Trecho do texto
━━━━

O mais importante talvez seja uma virada de página definitiva, a última ficha caindo: o Brasil finalmente prescinde de um ídolo nacional na F1. Já podemos torcer pelos outros, admirar talentos de outras nacionalidades, aplaudir vitórias de outras bandeiras. Não é mais pecado.

Cinquenta anos depois do primeiro GP em Interlagos, deixamos de ser absolutamente pachecos nas pistas.

E isso é bom, inclusive para quem é pacheco.

Um dia, algum jovem brasileiro há de chegar à F1, claro. E algo me diz que terá vida mais tranquila do que seus antecessores. Não haverá aquela cobrança cruel, aquela obrigação de seguir os passos dos campeões, de vencer logo de cara. Há hoje uma maturidade no ar. Tudo bem ser quinto, sexto, segundo...

Assim é mais fácil dar certo.

━━━━

Tarefas
[A] Copie fielmente o trecho sobre o Brasil na Fórmula 1, de "E isso é bom, inclusive" a "fácil dar certo.".
[B] No trecho sobre o Brasil na Fórmula 1, quantos anos se passaram desde o primeiro GP em Interlagos?
[C] Dê sequência ao texto sobre o Brasil na Fórmula 1 a partir da última frase.

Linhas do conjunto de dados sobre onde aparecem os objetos
━━━━

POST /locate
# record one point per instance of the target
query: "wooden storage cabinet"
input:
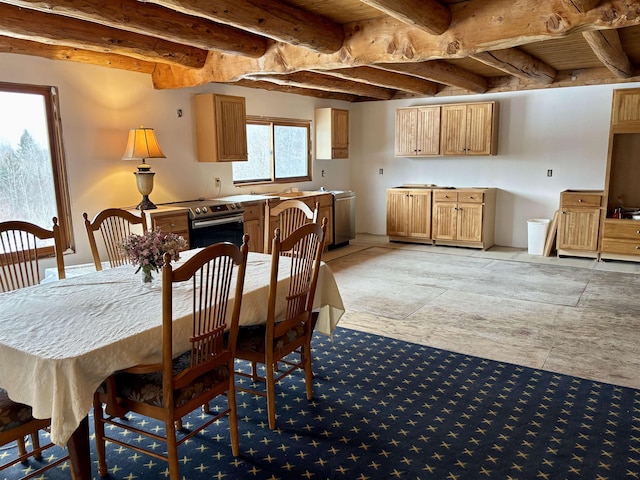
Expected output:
(172, 221)
(620, 238)
(332, 133)
(417, 131)
(254, 225)
(464, 217)
(221, 128)
(409, 215)
(469, 129)
(579, 222)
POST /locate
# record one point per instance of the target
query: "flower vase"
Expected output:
(147, 278)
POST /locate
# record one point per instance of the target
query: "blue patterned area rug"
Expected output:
(387, 409)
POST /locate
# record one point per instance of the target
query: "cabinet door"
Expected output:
(626, 107)
(419, 213)
(231, 123)
(444, 221)
(454, 129)
(469, 222)
(406, 130)
(578, 229)
(397, 212)
(340, 129)
(221, 128)
(428, 131)
(479, 129)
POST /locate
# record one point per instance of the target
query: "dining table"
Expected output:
(60, 340)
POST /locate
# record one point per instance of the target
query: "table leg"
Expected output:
(79, 452)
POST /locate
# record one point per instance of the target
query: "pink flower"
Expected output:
(147, 250)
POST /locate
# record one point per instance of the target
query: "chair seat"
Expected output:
(12, 414)
(147, 387)
(252, 338)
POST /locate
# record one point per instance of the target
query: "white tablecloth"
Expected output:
(60, 340)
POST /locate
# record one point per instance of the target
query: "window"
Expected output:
(33, 179)
(279, 152)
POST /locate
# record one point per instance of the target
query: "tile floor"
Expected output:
(570, 315)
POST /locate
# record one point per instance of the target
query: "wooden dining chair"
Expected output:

━━━━

Resultados finais
[A]
E isso é bom, inclusive para quem é pacheco.

Um dia, algum jovem brasileiro há de chegar à F1, claro. E algo me diz que terá vida mais tranquila do que seus antecessores. Não haverá aquela cobrança cruel, aquela obrigação de seguir os passos dos campeões, de vencer logo de cara. Há hoje uma maturidade no ar. Tudo bem ser quinto, sexto, segundo...

Assim é mais fácil dar certo.

[B] Cinquenta anos.

[C]
Tem a ver com o fato de a nova geração nunca ter visto Emerson, Piquet e Senna e, portanto, não inferir por tabela que somos um país de gênios do automobilismo.

Tem mais a ver com a globalização dos ídolos. Hoje, a molecada quer camisas do Arsenal, do Manchester City, do PSG e do Real Madrid, vibra com os gols de Haaland, joga FIFA com esquadrões supranacionais... O que importa é ser bom. A nacionalidade é um detalhe.

Essa mesma molecada e também a geração Z, dos nascidos em meados dos anos 90, assistiram às quatro temporadas de "Drive To Survive". Aprenderam a gostar de Ricciardo, Norris, Leclerc, Russell. Abraçaram até um dirigente, o caricato Steiner, da Haas. Apaixonaram-se pela F1 sem nunca verem um brasileiro disputando um campeonato. Para eles, tanto faz.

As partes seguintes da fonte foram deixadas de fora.